▸ **SOURCE RECORDS**:
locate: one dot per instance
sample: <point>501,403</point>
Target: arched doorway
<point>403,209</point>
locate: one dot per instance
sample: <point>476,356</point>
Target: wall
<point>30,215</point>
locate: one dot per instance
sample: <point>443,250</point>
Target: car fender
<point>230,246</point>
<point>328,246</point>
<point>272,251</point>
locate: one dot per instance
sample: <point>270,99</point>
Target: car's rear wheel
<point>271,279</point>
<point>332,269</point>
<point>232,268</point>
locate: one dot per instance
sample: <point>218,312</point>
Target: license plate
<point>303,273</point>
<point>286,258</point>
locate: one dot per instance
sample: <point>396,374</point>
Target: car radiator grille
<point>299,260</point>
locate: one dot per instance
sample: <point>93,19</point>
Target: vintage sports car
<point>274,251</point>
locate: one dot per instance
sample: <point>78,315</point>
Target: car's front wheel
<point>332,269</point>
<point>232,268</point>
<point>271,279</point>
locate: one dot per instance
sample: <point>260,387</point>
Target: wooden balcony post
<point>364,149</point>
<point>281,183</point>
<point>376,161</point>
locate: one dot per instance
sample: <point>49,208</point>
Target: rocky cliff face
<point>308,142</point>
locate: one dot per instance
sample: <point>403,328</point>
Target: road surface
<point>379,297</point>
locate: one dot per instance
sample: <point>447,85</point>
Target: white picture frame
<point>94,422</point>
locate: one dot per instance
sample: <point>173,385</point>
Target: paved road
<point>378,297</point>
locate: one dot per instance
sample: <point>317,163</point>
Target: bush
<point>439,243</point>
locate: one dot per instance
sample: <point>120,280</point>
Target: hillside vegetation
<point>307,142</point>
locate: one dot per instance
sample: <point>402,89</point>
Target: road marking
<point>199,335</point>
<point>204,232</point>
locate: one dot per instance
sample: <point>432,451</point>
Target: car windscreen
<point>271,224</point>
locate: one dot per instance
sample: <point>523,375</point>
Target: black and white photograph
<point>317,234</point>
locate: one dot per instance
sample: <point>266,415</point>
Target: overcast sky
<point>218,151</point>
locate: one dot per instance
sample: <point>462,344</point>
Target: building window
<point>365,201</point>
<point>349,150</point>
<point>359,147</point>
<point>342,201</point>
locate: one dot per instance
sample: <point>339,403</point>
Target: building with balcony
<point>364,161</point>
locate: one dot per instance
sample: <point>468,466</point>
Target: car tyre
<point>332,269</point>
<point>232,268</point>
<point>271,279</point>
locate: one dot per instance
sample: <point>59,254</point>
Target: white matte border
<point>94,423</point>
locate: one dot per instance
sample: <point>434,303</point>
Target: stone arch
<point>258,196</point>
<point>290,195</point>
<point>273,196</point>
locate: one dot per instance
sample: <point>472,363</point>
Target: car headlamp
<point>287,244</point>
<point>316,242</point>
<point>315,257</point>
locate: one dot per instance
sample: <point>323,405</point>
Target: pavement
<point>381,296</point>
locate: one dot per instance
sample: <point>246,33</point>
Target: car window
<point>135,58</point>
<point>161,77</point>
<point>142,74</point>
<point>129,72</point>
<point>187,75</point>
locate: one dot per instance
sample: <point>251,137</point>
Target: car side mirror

▸ **TASK DIRECTIONS**:
Copy out the rows above, beginning with the first line and going on through the line with "<point>94,422</point>", with the requests included. Scale every answer point coordinate by 0.95 and round it to a whole number, with halves rounding up, but leave the request lines and their sample points as they are.

▸ **SOLVED PROBLEM**:
locate: one dot per instance
sample: <point>501,403</point>
Target: arched doorway
<point>383,199</point>
locate: one dot per instance
sample: <point>476,356</point>
Target: wall
<point>29,204</point>
locate: one dot per instance
sample: <point>443,250</point>
Target: car fender
<point>219,234</point>
<point>312,234</point>
<point>258,238</point>
locate: one dot per instance
sample: <point>270,99</point>
Target: car's rear wheel
<point>257,265</point>
<point>315,256</point>
<point>220,255</point>
locate: one dot per instance
sample: <point>218,312</point>
Target: license plate
<point>288,259</point>
<point>272,245</point>
locate: one dot per instance
sample: <point>396,374</point>
Target: car radiator grille
<point>284,247</point>
locate: one dot per instance
sample: <point>93,19</point>
Target: vintage sports car
<point>260,238</point>
locate: one dot per instance
sample: <point>78,315</point>
Target: car's front wheel
<point>315,256</point>
<point>220,255</point>
<point>257,265</point>
locate: one dot per instance
sample: <point>260,387</point>
Target: wooden balcony post
<point>346,142</point>
<point>267,174</point>
<point>357,153</point>
locate: one dot per instance
sample: <point>49,208</point>
Target: rocky cliff face
<point>293,135</point>
locate: one dot per instance
sample: <point>403,328</point>
Target: road surface
<point>360,282</point>
locate: one dot per instance
sample: <point>447,85</point>
Target: white picture frame
<point>89,401</point>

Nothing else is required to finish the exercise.